======== EXERCISE DATA
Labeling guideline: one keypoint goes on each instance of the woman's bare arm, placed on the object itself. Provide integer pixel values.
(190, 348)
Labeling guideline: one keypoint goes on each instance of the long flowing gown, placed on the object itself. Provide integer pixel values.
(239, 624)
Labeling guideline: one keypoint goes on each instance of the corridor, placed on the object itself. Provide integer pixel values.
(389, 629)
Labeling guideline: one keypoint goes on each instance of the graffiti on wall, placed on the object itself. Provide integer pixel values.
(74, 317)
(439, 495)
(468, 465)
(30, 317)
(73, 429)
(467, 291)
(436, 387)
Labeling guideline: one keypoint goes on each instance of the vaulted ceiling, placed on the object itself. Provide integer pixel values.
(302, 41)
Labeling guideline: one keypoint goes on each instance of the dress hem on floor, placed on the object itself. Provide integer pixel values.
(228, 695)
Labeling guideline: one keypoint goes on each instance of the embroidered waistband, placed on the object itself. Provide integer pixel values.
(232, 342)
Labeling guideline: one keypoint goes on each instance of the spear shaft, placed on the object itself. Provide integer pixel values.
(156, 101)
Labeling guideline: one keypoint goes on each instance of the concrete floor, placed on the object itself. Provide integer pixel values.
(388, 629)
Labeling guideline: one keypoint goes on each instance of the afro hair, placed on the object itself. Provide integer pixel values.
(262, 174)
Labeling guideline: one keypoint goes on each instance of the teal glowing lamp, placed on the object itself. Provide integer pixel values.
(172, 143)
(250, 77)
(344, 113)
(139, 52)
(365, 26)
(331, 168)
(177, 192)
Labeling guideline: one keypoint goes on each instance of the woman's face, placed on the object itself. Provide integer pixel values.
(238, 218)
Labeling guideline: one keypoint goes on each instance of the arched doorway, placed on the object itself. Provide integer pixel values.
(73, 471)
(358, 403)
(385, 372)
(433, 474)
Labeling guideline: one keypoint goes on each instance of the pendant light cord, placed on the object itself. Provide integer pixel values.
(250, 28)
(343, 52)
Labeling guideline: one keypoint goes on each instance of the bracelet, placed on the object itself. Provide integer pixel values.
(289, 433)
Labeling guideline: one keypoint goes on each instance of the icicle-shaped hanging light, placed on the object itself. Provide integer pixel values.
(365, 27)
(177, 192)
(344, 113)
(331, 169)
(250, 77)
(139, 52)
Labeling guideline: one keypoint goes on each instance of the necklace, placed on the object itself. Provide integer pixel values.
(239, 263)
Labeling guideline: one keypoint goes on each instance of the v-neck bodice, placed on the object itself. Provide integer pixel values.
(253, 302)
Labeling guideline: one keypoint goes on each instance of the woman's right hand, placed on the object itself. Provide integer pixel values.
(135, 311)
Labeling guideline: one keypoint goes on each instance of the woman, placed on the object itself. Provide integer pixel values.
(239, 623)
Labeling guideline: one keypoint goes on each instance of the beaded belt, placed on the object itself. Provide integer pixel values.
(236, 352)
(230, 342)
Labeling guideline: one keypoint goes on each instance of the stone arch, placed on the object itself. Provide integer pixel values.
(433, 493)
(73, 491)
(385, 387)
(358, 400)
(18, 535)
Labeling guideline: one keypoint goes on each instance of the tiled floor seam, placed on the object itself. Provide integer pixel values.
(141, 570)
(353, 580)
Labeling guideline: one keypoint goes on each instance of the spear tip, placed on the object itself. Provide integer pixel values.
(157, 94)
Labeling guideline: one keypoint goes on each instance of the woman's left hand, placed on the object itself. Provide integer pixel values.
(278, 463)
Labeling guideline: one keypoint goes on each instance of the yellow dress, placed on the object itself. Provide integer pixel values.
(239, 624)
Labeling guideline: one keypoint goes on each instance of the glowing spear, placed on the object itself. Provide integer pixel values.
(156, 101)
================
======== EXERCISE DATA
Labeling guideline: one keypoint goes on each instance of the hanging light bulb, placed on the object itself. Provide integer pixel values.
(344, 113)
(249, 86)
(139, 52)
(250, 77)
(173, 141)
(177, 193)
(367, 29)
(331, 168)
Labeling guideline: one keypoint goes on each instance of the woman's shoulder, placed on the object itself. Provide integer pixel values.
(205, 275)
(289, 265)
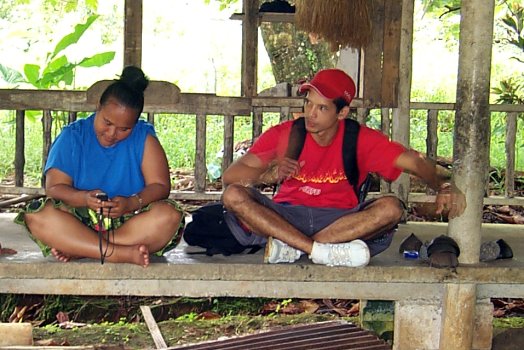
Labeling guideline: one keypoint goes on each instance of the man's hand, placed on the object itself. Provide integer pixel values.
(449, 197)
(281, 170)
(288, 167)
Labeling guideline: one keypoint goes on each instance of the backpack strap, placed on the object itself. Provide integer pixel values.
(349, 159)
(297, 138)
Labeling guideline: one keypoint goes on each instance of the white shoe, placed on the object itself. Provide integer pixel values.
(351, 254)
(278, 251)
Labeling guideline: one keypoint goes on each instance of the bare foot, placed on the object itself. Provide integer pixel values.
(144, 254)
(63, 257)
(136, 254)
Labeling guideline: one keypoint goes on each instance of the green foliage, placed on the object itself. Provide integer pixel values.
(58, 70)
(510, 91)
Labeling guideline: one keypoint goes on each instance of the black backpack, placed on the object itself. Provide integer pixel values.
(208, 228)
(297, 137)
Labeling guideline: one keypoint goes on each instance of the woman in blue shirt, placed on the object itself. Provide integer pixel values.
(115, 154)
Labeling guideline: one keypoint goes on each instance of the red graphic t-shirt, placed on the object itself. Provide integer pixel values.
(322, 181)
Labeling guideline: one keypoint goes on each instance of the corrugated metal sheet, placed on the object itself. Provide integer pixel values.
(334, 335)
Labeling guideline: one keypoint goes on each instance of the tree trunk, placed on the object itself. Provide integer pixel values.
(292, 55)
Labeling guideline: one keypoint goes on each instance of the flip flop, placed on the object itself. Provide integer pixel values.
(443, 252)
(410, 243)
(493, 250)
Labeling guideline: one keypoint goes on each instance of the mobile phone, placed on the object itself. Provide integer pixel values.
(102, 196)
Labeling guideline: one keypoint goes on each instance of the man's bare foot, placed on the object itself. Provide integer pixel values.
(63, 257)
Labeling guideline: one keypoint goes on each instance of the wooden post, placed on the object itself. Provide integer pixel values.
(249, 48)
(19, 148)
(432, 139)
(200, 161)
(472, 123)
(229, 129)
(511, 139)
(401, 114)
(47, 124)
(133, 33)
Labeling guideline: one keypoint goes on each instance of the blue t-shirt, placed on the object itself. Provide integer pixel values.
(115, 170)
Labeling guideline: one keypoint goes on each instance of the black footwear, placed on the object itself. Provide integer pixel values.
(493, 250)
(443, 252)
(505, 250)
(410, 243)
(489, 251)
================
- STATED PROBLEM: Count the lines in the entries above that contain the word "backpack". Case counts. Reply with the number only.

- REPLY: 2